- WRITTEN TASK
Copy the records again, from the line containing "[mark] the rear" down to the end of the records, requests included. Shift every point coordinate in the answers up by 25 and leave all other lines as they are.

- RECORD LIST

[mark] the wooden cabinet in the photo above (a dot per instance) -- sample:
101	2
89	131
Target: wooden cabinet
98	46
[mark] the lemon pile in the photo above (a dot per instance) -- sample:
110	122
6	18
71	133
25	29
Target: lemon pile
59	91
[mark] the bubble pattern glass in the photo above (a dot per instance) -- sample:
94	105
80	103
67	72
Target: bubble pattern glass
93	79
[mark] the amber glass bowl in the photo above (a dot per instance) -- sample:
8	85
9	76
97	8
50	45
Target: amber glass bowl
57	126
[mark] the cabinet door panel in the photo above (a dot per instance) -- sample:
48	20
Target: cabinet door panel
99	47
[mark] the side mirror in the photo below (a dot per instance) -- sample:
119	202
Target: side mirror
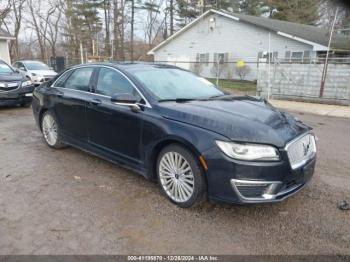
126	100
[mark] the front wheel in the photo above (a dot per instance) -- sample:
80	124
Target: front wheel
50	130
180	176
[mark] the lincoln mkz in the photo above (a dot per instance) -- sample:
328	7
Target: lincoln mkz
179	129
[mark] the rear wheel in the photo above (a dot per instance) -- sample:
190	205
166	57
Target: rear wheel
180	176
50	130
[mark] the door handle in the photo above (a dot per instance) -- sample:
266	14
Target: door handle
95	101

- RESPONSE
[mark] the rear wheel in the photo above (a dot per instance) -- sample:
190	205
166	57
Target: rear wheel
205	201
75	155
[mark] the door handle in the photo above (a dot per instance) -- sample:
266	14
Target: door handle
120	126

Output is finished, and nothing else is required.